DIRECTION:
Copy the part of the listing below that begins with the line containing "for front walkway" and ends with the line containing "(39, 42), (61, 56)", keeping both of those lines and everything between them unchanged.

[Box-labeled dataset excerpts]

● ● ● ● ● ● ●

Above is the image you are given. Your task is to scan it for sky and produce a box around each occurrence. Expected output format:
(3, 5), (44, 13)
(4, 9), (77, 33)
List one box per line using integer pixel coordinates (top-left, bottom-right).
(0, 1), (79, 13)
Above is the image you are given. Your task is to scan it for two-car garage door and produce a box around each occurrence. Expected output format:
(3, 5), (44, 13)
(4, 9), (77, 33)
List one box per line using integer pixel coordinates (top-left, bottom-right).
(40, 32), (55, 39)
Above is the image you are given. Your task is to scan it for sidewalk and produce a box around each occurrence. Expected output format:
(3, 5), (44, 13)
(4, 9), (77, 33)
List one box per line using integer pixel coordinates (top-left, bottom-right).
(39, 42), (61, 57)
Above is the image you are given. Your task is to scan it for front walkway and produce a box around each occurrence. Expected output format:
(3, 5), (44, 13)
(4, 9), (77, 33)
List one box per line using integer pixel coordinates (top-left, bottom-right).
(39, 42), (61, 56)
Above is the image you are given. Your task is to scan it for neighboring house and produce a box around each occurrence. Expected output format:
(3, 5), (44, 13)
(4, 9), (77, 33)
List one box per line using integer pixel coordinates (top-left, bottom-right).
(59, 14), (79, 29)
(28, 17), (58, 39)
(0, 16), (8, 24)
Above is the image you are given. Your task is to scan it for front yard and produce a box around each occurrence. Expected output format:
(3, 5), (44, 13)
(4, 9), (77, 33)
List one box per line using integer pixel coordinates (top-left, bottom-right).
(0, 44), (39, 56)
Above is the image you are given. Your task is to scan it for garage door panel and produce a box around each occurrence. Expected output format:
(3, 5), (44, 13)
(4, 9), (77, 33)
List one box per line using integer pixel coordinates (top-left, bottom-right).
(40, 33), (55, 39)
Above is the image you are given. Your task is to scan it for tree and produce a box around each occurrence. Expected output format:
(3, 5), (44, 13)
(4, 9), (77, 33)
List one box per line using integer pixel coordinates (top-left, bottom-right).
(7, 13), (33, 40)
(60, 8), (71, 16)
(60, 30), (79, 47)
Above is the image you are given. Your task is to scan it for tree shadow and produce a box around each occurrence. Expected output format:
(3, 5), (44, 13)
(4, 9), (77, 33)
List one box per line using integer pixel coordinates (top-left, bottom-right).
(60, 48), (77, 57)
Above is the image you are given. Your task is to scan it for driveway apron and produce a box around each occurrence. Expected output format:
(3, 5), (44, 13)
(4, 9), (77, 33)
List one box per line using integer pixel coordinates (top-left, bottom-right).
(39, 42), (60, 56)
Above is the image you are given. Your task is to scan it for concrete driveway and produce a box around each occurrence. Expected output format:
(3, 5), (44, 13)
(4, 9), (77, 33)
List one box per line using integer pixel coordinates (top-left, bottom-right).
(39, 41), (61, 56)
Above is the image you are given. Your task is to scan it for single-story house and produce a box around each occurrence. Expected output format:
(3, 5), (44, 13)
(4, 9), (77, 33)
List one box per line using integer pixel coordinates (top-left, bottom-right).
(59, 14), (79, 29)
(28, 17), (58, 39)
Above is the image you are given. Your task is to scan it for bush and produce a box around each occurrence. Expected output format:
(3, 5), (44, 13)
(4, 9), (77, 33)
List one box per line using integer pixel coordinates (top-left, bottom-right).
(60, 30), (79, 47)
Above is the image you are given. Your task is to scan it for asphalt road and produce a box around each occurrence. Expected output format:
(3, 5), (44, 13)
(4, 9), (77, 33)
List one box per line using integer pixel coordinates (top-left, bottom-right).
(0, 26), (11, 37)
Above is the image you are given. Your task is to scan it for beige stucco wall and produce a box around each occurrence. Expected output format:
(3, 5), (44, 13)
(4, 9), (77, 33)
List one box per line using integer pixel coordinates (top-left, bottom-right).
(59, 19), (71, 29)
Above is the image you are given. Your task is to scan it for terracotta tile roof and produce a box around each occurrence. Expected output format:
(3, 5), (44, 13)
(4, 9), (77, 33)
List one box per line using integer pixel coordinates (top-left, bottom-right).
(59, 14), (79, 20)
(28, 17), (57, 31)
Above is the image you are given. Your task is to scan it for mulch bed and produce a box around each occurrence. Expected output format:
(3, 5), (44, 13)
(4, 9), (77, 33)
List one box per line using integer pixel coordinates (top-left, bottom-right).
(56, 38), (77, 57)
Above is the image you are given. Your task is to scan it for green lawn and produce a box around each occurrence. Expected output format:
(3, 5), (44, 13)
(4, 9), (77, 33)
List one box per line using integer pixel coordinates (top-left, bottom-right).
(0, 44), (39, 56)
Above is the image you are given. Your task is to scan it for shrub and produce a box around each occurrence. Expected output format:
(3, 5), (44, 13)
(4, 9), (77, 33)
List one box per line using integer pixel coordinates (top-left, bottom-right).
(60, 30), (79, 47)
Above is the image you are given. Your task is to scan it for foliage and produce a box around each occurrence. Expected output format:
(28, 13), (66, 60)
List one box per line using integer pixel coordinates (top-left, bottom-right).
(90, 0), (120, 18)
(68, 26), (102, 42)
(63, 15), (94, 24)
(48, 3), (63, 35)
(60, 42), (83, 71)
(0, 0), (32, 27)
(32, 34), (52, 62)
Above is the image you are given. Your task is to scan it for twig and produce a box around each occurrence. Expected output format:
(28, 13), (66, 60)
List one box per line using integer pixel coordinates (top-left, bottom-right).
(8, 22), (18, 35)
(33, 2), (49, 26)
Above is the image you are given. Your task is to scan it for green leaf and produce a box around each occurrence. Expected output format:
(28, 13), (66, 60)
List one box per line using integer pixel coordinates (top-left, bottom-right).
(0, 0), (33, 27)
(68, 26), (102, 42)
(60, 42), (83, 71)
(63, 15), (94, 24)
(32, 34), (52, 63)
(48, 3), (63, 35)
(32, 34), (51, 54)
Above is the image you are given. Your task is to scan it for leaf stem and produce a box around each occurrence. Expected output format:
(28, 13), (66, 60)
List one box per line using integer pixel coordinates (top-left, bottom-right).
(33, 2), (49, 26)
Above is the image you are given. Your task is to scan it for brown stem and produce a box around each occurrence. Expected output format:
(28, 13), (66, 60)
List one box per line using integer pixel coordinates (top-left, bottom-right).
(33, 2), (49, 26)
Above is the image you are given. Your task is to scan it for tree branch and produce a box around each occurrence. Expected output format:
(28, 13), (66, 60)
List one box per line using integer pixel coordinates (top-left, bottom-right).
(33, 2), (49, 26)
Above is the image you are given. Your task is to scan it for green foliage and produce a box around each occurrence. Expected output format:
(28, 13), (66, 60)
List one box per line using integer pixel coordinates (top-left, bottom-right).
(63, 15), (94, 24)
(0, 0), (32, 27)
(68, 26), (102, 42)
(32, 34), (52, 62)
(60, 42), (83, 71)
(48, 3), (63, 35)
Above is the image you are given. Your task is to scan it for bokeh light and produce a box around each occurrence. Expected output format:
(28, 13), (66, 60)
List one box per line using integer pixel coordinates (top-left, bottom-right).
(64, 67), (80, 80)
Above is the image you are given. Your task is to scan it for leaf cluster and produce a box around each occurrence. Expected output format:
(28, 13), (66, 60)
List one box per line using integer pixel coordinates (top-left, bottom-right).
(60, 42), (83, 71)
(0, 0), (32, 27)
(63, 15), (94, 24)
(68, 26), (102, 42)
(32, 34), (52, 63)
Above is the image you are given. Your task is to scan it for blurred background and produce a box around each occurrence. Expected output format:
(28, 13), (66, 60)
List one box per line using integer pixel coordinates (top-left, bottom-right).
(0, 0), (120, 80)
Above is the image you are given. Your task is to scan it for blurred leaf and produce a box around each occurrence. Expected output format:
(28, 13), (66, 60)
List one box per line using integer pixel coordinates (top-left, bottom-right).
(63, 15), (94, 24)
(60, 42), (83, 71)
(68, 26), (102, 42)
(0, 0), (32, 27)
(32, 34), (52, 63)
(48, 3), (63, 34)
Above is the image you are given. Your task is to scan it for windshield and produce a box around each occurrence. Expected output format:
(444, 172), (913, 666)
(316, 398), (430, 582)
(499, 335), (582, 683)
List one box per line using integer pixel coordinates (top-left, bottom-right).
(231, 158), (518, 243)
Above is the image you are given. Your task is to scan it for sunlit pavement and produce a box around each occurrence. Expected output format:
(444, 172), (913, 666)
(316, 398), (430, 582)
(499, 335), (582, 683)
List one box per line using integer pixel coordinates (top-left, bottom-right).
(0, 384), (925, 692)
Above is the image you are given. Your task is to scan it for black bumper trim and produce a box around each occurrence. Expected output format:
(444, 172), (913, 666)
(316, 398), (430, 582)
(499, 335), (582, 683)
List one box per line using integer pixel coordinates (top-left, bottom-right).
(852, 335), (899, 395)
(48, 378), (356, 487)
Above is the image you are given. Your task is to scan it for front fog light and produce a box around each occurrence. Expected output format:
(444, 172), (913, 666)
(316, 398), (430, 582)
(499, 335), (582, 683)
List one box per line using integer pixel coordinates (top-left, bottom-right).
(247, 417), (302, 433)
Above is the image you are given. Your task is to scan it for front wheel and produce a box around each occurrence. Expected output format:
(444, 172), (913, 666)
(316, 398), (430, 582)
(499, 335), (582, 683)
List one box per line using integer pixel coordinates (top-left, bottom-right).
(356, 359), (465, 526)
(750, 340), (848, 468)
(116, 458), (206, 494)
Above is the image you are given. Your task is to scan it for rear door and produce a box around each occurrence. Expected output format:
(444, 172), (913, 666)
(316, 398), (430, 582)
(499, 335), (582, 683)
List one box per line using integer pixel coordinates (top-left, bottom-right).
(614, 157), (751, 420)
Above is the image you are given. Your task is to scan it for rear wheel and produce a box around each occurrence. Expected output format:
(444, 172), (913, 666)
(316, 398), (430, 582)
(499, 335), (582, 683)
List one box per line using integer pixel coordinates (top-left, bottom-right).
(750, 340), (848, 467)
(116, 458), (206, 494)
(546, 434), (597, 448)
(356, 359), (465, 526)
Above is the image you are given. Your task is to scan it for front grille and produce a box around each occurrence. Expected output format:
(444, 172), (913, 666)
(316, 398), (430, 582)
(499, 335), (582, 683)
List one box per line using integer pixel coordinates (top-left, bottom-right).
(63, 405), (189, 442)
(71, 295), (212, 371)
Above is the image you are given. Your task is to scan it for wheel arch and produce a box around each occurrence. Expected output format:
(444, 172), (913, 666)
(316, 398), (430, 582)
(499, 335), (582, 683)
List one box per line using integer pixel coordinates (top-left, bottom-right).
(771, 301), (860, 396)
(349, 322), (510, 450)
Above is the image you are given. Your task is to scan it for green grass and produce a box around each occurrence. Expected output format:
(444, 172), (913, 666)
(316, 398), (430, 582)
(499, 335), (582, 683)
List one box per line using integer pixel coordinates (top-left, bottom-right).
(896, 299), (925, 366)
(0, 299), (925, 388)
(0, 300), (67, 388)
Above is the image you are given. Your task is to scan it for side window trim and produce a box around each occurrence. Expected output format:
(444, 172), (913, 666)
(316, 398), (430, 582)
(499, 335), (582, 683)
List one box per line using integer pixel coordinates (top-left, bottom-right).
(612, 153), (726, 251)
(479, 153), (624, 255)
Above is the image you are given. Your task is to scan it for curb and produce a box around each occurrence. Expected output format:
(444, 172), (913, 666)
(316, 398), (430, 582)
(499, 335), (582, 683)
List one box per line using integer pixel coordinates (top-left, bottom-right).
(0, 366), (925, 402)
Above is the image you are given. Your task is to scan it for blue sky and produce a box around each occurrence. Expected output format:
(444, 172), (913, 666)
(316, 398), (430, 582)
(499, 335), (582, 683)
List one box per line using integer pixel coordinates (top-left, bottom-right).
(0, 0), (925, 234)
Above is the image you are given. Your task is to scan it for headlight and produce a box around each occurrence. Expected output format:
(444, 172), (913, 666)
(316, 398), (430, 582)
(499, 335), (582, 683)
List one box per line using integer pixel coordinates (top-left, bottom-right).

● ● ● ● ● ● ●

RESPONSE TO THE EXERCISE:
Above is the image you are given. Your task is to scan it for front walkway and produce a box around each occurrence. Expected output format:
(3, 5), (44, 13)
(4, 9), (77, 33)
List one box per line using integer pixel coordinates (top-left, bottom-right).
(39, 42), (61, 56)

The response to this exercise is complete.